Directions for this task -
Find every line in the data below that contains the word "black", and copy each of those lines.

Listed entries -
# # # # #

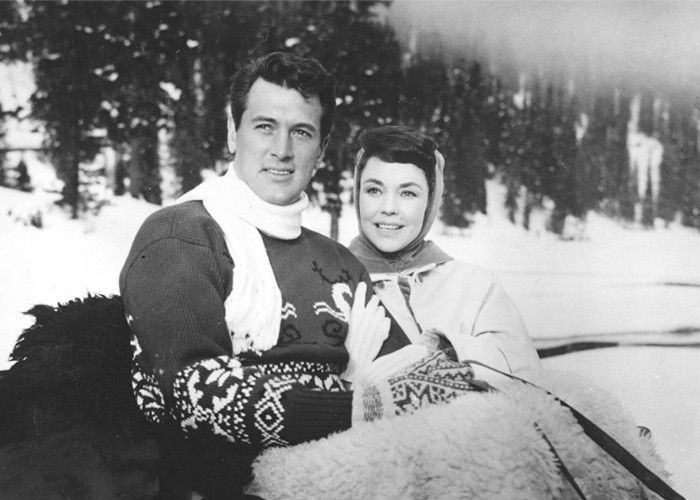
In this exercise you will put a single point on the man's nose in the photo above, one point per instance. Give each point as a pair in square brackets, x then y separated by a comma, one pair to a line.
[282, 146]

# # # # #

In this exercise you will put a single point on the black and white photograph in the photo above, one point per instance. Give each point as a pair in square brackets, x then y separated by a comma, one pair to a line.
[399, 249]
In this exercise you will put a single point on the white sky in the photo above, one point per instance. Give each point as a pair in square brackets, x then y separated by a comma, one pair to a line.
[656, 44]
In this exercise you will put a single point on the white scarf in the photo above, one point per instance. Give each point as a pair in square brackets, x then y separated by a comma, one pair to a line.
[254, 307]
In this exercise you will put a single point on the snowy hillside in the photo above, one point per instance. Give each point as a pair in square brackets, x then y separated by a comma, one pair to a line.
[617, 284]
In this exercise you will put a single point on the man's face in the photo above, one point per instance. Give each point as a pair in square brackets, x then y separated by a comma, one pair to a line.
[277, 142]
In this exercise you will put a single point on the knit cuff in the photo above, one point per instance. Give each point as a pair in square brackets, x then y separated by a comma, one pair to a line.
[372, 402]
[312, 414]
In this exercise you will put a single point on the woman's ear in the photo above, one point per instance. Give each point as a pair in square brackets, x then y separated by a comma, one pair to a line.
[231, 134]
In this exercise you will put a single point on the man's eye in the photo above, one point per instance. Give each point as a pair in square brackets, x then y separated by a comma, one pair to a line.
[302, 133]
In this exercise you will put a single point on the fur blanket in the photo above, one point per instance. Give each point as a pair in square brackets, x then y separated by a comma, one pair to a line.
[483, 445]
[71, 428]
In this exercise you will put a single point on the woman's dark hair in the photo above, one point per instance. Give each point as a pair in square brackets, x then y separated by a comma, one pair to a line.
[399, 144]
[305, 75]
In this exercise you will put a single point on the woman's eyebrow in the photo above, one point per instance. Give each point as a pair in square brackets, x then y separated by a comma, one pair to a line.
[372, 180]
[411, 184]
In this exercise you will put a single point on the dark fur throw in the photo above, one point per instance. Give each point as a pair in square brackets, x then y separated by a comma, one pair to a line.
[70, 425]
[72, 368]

# # # # #

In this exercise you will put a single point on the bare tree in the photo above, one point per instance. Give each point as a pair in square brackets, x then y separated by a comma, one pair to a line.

# # # # #

Finished exercise -
In this exercise you will put a single point on the black and white photograph in the photo above, one point per instance. Give each point as a pair in square brackets, x then y separated by a comma, one pair to a line.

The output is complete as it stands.